• **TASK PROMPT**: Which of the lines below holds the string "green"? Copy every line that does.
----- RECORDS SUPPLIED -----
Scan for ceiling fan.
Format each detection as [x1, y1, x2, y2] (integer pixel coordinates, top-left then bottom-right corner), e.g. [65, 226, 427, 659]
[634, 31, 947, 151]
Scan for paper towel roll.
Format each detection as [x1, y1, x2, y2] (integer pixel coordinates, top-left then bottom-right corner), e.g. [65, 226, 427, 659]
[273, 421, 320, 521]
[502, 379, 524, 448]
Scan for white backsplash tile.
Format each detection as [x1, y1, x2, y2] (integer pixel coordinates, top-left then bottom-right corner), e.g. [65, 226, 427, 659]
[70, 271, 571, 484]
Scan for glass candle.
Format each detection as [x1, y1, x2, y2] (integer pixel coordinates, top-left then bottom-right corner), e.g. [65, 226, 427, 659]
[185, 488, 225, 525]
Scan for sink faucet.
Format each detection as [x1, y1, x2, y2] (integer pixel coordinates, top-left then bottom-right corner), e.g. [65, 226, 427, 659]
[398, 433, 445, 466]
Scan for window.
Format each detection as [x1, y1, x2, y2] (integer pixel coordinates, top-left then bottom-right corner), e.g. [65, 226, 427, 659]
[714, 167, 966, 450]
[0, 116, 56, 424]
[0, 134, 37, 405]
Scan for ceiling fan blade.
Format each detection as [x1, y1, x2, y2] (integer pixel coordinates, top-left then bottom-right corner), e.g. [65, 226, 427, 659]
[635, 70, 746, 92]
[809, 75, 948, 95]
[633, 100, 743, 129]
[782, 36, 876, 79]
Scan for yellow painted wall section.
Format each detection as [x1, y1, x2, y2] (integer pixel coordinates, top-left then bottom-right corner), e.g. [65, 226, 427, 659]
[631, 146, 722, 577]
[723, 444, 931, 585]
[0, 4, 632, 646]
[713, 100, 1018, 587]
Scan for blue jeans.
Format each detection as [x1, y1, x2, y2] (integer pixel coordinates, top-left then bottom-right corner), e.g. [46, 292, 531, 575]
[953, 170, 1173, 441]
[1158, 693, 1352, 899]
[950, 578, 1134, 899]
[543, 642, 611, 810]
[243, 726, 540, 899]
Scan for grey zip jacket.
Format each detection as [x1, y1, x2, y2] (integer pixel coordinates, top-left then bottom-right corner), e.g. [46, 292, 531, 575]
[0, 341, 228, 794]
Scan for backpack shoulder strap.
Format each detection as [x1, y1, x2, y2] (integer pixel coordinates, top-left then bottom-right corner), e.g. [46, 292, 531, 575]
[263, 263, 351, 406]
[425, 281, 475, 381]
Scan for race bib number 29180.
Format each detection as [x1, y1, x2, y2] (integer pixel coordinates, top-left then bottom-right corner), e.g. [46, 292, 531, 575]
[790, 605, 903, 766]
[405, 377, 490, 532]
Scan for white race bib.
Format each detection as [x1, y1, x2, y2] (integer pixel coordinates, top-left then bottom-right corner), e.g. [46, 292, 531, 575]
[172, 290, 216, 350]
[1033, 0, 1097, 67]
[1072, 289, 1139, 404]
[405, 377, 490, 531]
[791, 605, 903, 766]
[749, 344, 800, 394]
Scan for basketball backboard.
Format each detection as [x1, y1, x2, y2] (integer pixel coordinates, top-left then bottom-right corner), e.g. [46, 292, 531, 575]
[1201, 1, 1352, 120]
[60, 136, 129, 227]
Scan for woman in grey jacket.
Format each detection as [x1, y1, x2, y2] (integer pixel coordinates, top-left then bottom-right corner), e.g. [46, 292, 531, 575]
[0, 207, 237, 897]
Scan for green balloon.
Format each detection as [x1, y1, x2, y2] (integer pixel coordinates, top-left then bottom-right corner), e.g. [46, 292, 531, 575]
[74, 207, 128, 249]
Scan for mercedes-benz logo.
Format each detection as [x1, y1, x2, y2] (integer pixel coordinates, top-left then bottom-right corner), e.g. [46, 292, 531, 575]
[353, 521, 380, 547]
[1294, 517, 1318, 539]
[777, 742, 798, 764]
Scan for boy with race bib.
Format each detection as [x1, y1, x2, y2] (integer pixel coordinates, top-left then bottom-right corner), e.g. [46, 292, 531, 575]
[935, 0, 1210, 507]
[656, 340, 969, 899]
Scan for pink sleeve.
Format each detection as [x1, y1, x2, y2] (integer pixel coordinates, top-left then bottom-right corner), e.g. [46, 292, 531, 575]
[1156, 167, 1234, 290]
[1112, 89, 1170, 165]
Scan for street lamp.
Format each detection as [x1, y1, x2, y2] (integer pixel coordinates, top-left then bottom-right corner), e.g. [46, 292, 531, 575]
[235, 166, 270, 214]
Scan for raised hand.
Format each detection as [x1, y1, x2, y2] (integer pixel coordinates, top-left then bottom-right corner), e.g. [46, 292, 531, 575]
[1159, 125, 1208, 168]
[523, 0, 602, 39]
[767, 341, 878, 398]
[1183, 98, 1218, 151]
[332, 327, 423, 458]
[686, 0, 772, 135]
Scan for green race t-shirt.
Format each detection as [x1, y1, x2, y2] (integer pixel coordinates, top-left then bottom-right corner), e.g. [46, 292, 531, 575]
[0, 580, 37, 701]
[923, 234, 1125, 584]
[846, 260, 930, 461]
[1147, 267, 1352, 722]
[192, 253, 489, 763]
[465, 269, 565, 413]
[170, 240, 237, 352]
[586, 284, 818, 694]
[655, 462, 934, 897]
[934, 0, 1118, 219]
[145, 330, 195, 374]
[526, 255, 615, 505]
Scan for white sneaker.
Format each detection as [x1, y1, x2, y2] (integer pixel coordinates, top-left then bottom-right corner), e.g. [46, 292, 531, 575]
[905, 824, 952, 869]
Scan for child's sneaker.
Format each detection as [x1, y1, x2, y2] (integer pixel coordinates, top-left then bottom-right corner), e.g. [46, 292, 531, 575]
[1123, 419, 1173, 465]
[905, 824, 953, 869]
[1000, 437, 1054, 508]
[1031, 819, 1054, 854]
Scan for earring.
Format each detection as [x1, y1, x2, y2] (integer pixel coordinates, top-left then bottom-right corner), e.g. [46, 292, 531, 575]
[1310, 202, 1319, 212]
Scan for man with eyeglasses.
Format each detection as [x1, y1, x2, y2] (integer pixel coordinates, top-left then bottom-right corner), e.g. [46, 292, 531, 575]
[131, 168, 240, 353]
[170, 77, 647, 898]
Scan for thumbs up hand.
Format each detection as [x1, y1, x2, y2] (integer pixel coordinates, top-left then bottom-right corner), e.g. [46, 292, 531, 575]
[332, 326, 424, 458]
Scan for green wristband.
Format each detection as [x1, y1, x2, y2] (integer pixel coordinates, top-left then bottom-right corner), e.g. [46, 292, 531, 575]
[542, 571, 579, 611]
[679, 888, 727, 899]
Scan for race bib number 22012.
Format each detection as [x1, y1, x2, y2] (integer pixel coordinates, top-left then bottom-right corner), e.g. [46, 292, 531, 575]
-----
• **WRITTEN ANSWER**:
Scan for green balloon.
Scan for green race t-shirt.
Scan for green wristband.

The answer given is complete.